>> BEGIN Data entries

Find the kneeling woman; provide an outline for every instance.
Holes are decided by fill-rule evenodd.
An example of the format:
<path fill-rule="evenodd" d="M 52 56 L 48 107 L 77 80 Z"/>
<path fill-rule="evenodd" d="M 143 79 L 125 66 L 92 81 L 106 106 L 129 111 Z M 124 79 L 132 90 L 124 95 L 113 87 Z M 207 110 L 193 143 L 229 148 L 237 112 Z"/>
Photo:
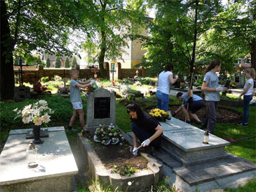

>> END Data entries

**What you need to do**
Copy out all of the material above word for word, but leave out the picture.

**Answer to the problem**
Find the kneeling woman; provide an outline for every instance.
Holes are decided by fill-rule evenodd.
An example of the format:
<path fill-rule="evenodd" d="M 52 56 L 48 107 L 77 80 Z"/>
<path fill-rule="evenodd" d="M 143 79 L 125 66 L 92 81 L 106 106 L 129 111 Z M 124 79 L 132 90 L 124 95 L 113 87 Z M 207 110 L 193 143 L 229 148 L 237 112 Z"/>
Photo:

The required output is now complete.